Records from a data collection
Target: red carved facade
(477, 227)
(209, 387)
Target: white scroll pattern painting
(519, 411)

**WHAT IS BEING ASKED:**
Please format every line of the records above as a JSON list of strings, one string per line, leaving out any blank lines.

**RESULT:**
[
  "Target: red carved facade",
  "(477, 227)",
  "(209, 387)",
  "Target: white scroll pattern painting",
  "(519, 411)"
]